↓
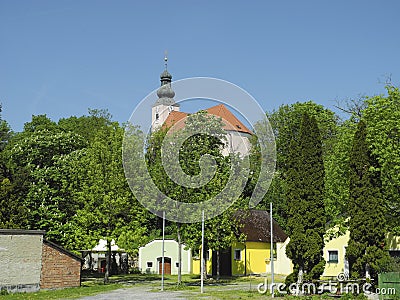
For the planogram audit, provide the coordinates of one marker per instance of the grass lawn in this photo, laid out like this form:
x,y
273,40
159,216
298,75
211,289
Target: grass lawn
x,y
225,288
67,293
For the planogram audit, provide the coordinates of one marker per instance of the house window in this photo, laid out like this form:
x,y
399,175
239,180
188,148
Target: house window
x,y
333,256
237,254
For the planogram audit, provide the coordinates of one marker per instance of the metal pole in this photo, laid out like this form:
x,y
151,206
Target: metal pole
x,y
162,255
272,250
202,261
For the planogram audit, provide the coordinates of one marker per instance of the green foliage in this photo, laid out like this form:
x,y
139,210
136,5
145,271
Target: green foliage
x,y
221,230
286,126
305,205
382,116
367,224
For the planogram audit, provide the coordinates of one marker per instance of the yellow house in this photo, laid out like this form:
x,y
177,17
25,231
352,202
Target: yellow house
x,y
253,255
335,251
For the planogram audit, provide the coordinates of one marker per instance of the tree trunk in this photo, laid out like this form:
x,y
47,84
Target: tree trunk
x,y
217,252
90,262
108,263
178,233
299,280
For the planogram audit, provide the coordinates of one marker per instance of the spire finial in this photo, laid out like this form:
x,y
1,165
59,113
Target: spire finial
x,y
166,59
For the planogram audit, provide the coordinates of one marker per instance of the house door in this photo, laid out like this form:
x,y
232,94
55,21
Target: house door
x,y
167,265
225,263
↑
* _What to work on_
Put the data above into a JSON list of strings, one string per line and no blank lines, from the line with "the house window" up to and including the last line of the data.

* _Reply to the task_
[
  "For the planogram audit, provide the coordinates of one marker per instance of the house window in this photo, laid out like this form:",
  "x,y",
  "399,175",
  "239,180",
  "188,148",
  "Target: house window",
  "x,y",
  "333,256",
  "237,254",
  "For the planogram audit, provide the coordinates of one marker per instance of the metal pole in this photo, laid out like this form:",
  "x,y",
  "151,206",
  "Target: metal pole",
  "x,y",
  "162,255",
  "272,250",
  "202,261",
  "For the planogram audit, provide the coordinates of one marker per instance of the green foliage in this photo, laid out like this form:",
  "x,y",
  "139,210",
  "136,5",
  "145,271",
  "Target: green foliage",
  "x,y",
  "221,230",
  "286,126",
  "305,205",
  "382,116",
  "367,224",
  "For the planogram audit, provide the coordinates of one marker per instance of the yellow house in this photo, laid out like this form:",
  "x,y",
  "177,17",
  "25,231",
  "352,202",
  "Target: yellow house",
  "x,y",
  "253,255",
  "335,251",
  "For the planogram audit, provide the coordinates of one marker per instance of the tree trunk in this photo, laid out like this form:",
  "x,y",
  "47,84",
  "Target: tree trunk",
  "x,y",
  "217,252",
  "90,262",
  "108,263",
  "178,233",
  "299,280",
  "For the planogram audit, provide the coordinates of one marker per instance of the spire finial in this photo, laid out like this form:",
  "x,y",
  "1,165",
  "59,113",
  "Target: spire finial",
  "x,y",
  "166,59",
  "For the planogram audit, provide the coordinates of one marker per instance of the house door in this photo, laid out like this form:",
  "x,y",
  "232,94",
  "55,21",
  "Target: house door",
  "x,y",
  "167,265",
  "225,263"
]